EXTRAIT DU DOCUMENT
- - - - -

Toutes les appréciations (de l’euro) ne sont pas identiques…

La récente appréciation de l’euro est-elle dès lors si « mauvaise » ? Est-elle suffisante pour détériorer substantiellement les perspectives de croissance, pour ramener les risques inflationnistes à la baisse et pour provoquer une réaction de la politique monétaire ? En bref, nous ne le croyons pas encore.

Comme toujours, il convient d’analyser les faits. Le taux de change effectif s’est apprécié de 7% par rapport à un plancher atteint fin juillet, de sorte qu’il se situe plus ou moins à son niveau moyen depuis 1999. Il reste néanmoins 5% sous le niveau enregistré début 2011 et 10-15% sous le niveau de début 2010. Dans une perspective à 1 à 2 ans, il est dès lors toujours déprécié, une observation importante car certaines décisions prises dans l’économie réelle dépendent des mouvements à long terme.

Toutefois, les mouvements à plus court terme ont également de l’importance.

Toutes choses restant égales par ailleurs, une appréciation impliquera soit une diminution des exportations, soit un rétrécissement des marges bénéficiaires, ce qui est susceptible d’avoir des répercussions négatives sur l’emploi et la demande d’investissements.

- - - - -

DONNÉES DE L'EXERCICE

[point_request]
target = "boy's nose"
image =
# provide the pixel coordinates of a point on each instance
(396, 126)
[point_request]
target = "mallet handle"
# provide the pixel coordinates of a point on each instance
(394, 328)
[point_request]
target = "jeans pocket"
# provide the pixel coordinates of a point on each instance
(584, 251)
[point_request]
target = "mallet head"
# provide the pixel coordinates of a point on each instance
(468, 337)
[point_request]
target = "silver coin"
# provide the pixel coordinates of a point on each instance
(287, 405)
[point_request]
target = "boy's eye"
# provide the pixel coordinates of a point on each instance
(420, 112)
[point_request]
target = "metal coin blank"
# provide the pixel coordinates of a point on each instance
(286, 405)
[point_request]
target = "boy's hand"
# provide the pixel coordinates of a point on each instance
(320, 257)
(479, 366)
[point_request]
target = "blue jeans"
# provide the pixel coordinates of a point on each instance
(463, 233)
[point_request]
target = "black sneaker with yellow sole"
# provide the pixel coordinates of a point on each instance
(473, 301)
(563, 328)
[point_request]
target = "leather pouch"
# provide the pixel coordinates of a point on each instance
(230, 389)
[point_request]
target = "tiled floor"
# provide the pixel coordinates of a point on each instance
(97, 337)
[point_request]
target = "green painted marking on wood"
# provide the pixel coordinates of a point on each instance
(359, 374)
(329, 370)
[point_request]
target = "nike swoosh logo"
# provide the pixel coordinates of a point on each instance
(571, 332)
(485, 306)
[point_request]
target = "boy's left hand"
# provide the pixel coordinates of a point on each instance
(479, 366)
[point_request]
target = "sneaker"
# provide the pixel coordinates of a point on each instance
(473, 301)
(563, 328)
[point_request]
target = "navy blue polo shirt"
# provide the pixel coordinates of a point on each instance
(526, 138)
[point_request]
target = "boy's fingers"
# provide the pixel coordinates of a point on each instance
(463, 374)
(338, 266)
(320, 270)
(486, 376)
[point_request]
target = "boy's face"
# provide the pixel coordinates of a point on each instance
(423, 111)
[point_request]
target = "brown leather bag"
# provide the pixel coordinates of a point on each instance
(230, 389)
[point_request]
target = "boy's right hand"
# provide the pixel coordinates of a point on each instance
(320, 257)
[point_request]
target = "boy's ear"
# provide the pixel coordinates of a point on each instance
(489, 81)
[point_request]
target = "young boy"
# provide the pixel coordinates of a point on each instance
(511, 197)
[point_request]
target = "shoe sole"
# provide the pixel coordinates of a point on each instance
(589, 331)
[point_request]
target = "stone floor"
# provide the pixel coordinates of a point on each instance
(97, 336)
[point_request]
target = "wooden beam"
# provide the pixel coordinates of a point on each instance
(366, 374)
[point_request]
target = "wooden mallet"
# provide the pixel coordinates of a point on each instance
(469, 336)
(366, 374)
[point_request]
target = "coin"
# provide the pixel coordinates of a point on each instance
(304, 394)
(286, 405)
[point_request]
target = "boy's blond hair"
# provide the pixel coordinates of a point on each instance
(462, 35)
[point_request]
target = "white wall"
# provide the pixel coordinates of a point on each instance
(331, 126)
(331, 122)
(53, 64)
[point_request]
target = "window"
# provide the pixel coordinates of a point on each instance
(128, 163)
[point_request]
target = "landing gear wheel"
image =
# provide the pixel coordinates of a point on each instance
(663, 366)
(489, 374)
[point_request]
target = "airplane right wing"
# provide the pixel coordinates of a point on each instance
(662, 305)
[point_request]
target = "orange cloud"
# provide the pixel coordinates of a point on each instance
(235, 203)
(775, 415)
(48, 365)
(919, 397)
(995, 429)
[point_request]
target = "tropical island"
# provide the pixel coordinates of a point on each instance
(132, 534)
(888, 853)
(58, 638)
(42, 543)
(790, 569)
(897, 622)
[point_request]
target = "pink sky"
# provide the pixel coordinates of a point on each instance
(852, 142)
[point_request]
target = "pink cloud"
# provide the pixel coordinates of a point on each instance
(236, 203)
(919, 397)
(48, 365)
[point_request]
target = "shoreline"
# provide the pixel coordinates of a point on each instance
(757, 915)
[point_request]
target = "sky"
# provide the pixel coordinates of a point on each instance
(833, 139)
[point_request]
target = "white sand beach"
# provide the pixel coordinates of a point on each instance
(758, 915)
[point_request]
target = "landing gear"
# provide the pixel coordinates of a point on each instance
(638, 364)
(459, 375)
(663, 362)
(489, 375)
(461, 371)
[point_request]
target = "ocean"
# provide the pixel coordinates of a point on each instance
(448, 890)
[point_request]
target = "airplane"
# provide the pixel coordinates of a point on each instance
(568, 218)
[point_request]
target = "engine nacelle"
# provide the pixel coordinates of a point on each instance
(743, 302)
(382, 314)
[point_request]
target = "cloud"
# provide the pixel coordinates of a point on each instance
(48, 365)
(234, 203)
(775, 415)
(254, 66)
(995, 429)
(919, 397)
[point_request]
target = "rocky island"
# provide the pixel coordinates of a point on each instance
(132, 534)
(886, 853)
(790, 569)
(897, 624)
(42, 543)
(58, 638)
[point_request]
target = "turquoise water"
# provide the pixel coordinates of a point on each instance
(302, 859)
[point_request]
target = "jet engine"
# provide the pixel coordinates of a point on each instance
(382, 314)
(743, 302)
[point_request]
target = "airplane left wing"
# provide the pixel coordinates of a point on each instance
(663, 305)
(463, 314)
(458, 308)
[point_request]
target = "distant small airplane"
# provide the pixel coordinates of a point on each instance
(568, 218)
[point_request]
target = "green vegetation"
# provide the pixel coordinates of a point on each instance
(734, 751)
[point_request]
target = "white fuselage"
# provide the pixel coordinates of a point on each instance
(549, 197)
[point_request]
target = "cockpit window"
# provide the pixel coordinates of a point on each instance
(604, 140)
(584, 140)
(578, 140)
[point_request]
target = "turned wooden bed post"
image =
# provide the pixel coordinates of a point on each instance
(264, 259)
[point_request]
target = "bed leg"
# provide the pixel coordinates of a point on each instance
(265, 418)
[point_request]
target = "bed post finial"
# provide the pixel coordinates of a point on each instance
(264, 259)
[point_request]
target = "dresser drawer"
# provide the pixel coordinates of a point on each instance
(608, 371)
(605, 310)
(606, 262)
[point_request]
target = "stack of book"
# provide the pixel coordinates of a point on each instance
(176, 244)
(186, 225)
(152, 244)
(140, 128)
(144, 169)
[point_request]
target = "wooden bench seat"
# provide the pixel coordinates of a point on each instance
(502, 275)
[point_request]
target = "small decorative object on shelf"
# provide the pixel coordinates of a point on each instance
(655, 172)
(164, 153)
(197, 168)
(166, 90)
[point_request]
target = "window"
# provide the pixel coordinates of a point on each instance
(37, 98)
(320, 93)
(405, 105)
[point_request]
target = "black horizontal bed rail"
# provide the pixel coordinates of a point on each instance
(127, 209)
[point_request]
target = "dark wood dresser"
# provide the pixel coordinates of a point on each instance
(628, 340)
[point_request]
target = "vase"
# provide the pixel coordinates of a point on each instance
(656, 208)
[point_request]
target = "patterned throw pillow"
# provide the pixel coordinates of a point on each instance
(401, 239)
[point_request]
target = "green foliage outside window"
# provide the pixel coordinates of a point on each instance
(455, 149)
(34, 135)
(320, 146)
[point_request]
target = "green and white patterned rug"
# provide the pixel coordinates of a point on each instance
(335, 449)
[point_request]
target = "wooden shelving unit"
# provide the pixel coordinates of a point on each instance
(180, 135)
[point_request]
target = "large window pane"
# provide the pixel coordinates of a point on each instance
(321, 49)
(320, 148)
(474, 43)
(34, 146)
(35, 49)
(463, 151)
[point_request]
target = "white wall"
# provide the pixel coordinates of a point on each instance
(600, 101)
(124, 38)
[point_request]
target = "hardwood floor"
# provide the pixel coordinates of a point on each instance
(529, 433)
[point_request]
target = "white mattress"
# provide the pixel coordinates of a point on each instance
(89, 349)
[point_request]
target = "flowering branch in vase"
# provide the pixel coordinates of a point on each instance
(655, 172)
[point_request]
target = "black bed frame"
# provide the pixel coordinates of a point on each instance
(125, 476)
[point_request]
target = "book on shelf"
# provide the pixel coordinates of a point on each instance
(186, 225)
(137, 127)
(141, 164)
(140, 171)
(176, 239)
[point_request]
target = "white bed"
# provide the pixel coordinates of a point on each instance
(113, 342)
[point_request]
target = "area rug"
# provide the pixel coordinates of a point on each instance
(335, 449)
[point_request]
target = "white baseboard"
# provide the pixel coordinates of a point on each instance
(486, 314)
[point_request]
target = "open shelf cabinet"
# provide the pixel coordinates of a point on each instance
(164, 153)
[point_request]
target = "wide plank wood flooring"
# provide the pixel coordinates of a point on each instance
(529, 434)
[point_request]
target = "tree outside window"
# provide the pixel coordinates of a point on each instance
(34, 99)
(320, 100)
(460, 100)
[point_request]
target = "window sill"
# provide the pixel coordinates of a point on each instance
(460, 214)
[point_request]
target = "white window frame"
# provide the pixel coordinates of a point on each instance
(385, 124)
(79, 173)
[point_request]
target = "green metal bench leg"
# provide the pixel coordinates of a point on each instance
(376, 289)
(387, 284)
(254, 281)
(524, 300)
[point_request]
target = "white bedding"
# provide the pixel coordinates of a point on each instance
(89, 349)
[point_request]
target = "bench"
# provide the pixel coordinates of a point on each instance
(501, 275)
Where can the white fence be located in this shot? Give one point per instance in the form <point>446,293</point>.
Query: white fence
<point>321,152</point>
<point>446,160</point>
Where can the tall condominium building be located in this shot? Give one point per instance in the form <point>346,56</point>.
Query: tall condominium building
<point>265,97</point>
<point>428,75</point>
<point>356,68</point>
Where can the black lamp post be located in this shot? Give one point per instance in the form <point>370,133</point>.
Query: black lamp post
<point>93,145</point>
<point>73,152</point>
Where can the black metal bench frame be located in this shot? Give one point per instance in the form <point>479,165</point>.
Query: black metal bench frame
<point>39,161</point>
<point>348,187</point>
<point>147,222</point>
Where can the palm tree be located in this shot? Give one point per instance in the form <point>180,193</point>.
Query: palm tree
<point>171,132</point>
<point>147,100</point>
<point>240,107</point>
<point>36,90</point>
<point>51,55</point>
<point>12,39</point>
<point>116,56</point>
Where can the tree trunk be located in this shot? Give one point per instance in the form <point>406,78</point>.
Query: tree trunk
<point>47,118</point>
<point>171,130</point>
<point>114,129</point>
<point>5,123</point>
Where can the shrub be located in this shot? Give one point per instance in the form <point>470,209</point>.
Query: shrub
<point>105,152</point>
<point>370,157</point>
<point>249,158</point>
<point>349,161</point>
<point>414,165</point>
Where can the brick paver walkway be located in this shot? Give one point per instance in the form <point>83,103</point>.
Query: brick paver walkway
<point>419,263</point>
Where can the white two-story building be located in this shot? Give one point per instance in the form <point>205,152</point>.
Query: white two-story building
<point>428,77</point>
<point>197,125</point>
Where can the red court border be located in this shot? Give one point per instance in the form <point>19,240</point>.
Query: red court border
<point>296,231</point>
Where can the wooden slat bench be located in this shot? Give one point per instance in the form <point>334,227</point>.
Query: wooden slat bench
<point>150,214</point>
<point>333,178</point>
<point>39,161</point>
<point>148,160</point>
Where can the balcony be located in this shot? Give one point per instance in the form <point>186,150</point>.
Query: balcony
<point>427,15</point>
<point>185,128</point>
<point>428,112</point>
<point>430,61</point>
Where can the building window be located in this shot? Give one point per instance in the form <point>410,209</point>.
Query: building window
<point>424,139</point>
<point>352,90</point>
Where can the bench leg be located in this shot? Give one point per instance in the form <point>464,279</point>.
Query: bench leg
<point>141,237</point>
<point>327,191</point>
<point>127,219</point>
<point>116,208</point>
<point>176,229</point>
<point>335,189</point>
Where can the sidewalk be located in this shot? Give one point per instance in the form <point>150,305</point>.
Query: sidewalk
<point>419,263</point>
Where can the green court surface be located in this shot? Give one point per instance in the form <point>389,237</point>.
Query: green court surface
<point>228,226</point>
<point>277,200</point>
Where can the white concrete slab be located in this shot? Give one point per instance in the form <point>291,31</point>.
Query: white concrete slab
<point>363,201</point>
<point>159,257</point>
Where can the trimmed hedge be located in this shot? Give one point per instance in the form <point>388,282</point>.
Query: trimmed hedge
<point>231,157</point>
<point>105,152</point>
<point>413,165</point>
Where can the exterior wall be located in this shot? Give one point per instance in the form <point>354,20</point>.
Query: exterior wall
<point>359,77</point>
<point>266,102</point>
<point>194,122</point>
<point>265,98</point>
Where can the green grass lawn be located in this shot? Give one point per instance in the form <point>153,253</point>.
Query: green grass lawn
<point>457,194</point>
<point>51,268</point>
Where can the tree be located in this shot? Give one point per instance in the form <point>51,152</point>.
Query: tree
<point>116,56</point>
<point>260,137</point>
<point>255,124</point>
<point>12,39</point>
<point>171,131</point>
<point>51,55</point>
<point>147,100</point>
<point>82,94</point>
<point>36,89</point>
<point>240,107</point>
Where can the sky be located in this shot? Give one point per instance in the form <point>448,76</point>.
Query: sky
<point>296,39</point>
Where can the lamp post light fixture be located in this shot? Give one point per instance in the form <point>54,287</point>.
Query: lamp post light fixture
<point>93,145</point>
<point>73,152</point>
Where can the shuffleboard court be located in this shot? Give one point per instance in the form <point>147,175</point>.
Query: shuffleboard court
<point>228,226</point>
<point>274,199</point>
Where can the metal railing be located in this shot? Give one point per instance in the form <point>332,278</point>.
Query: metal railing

- - - - -

CONSIGNE
Recopiez sans rien changer le passage de l'extrait sur l'appréciation de l'euro qui va de « Comme toujours, il » jusqu'à « à long terme. » inclus. Vous n'aurez pas besoin de la liste.

RÉPONSE
Comme toujours, il convient d’analyser les faits. Le taux de change effectif s’est apprécié de 7% par rapport à un plancher atteint fin juillet, de sorte qu’il se situe plus ou moins à son niveau moyen depuis 1999. Il reste néanmoins 5% sous le niveau enregistré début 2011 et 10-15% sous le niveau de début 2010. Dans une perspective à 1 à 2 ans, il est dès lors toujours déprécié, une observation importante car certaines décisions prises dans l’économie réelle dépendent des mouvements à long terme.